## Stated goal
Locate every line in the records below that contains the word "shelf", and copy each of those lines.

## Given information
-=-=-

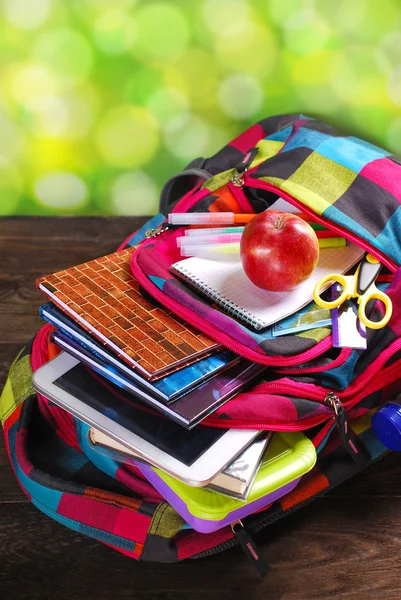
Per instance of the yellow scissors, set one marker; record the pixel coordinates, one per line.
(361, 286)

-=-=-

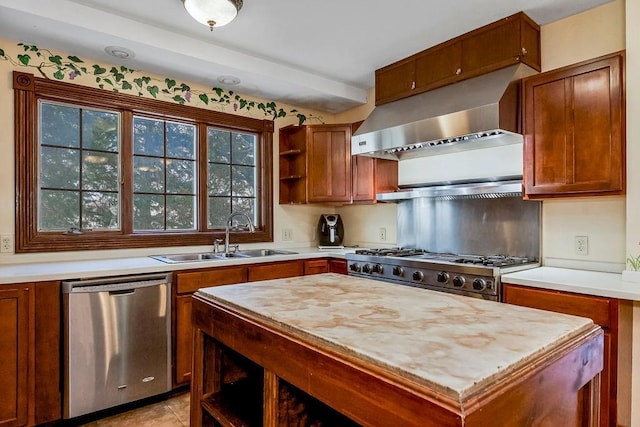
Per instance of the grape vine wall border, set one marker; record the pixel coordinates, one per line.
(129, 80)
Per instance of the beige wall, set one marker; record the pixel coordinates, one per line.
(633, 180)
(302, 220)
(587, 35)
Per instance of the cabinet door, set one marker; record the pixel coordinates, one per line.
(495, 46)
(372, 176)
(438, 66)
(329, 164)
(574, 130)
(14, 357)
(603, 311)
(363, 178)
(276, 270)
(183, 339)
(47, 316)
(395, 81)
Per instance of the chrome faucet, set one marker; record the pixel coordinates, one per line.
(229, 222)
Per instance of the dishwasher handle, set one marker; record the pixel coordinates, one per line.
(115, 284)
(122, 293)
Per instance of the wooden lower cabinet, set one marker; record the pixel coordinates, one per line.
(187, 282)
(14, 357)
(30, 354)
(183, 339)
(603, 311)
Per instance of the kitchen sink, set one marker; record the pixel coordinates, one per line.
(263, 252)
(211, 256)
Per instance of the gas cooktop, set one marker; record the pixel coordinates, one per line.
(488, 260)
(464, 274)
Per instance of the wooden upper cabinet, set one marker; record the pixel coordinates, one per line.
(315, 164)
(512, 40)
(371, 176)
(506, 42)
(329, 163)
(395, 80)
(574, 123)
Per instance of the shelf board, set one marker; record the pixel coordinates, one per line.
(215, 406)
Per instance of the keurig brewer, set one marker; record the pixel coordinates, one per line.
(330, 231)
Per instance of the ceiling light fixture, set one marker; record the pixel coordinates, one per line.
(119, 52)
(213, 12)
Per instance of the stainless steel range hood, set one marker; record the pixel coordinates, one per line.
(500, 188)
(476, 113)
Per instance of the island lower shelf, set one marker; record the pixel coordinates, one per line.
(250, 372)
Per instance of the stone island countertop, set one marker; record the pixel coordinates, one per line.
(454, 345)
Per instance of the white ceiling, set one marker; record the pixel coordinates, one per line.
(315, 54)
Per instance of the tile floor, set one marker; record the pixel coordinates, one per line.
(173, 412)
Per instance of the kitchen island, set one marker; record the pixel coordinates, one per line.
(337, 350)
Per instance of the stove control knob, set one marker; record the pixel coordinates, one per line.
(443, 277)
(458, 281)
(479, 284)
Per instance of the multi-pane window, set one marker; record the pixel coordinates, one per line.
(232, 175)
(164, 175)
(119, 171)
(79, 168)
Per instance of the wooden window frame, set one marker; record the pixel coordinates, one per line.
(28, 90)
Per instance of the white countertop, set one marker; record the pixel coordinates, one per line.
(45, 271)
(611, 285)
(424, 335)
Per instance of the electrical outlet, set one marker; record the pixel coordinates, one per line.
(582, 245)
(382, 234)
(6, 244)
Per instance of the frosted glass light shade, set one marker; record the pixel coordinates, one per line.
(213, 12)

-=-=-

## Response
Per instance of the shelf board, set one marker; record the pixel coordinates, one per line.
Per instance of the island lower shelf, set one marker; record the pixel coordinates, one per line.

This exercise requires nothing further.